Across the listing below, count the lines that mention the string "bank". Reply with the figure only.

◇ ◇ ◇ ◇ ◇ ◇ ◇

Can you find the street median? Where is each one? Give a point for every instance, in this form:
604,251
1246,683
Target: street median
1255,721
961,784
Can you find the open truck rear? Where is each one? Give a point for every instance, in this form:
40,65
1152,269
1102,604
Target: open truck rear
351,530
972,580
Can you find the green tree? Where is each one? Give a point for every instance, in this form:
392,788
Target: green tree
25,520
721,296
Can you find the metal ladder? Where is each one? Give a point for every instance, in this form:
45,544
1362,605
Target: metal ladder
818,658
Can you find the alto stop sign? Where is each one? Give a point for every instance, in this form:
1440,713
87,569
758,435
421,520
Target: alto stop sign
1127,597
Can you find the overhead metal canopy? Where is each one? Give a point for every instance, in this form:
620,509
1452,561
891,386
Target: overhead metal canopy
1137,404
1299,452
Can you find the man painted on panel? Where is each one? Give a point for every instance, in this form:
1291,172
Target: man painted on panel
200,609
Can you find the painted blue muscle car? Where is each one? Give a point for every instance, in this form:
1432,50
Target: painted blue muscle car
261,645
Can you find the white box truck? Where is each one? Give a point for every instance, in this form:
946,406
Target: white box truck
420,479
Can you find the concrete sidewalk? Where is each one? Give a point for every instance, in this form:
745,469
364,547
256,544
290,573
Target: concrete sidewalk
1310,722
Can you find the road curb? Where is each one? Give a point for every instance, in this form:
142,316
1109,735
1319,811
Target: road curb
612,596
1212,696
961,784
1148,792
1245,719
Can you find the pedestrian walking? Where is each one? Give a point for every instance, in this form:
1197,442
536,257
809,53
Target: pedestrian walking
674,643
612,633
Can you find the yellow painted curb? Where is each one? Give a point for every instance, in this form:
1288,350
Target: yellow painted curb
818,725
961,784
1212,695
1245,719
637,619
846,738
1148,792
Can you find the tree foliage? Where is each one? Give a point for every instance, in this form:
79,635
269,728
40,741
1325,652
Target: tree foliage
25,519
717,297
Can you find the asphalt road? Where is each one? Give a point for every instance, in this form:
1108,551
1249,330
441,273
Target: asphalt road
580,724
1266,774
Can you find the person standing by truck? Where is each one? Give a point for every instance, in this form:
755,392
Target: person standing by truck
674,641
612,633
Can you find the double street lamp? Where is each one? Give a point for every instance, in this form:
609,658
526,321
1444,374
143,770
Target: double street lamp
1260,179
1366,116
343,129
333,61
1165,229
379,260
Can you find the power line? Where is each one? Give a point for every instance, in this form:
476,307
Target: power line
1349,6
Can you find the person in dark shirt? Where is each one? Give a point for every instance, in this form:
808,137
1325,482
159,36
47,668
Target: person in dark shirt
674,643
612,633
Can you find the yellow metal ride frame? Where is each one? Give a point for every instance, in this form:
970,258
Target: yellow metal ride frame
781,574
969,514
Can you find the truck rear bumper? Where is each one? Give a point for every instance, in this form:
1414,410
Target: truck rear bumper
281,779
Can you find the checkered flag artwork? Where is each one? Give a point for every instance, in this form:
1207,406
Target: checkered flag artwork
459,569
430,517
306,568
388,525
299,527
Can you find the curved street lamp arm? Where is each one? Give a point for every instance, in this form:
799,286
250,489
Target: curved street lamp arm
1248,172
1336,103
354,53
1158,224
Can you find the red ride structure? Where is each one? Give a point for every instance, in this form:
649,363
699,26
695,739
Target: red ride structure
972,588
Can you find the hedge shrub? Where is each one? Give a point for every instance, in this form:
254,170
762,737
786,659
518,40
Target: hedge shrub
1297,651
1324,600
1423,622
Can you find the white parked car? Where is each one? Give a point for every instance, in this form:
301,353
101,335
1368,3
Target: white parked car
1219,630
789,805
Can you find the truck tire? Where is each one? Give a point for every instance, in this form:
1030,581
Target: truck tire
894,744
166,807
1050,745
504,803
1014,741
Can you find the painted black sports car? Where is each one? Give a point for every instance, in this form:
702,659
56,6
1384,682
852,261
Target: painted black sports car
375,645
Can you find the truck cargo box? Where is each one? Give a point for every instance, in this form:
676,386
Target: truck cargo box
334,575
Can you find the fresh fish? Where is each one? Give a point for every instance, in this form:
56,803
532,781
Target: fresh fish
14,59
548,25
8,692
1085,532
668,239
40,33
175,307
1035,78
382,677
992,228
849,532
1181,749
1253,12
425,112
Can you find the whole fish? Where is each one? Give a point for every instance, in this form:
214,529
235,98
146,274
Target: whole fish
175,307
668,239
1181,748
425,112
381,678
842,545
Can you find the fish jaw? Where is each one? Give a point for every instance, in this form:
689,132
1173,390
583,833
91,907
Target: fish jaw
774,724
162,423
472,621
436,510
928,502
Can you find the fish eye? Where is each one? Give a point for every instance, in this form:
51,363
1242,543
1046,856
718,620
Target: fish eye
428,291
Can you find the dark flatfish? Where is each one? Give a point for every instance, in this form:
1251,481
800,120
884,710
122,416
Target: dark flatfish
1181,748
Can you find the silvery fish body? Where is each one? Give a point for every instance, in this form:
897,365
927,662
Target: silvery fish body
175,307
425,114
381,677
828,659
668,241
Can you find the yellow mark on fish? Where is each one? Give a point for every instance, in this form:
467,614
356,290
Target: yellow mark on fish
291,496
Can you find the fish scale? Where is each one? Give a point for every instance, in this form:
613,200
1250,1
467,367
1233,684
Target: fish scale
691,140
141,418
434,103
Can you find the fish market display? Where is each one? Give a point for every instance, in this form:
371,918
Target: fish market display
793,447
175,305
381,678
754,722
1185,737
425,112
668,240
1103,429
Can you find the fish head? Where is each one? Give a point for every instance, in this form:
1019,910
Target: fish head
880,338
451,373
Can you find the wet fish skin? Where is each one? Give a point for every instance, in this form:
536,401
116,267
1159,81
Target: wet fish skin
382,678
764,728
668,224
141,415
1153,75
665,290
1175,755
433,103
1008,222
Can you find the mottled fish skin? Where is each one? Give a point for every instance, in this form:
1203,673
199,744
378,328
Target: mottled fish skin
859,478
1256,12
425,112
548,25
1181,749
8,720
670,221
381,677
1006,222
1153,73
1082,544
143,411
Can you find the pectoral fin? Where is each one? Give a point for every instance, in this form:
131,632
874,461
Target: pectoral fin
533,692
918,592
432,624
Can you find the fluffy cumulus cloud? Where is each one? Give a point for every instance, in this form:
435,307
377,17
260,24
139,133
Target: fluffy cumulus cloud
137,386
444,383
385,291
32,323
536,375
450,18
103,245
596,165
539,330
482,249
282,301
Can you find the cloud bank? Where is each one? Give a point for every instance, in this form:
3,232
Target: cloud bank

◇ ◇ ◇ ◇ ◇ ◇ ◇

## [Response below]
2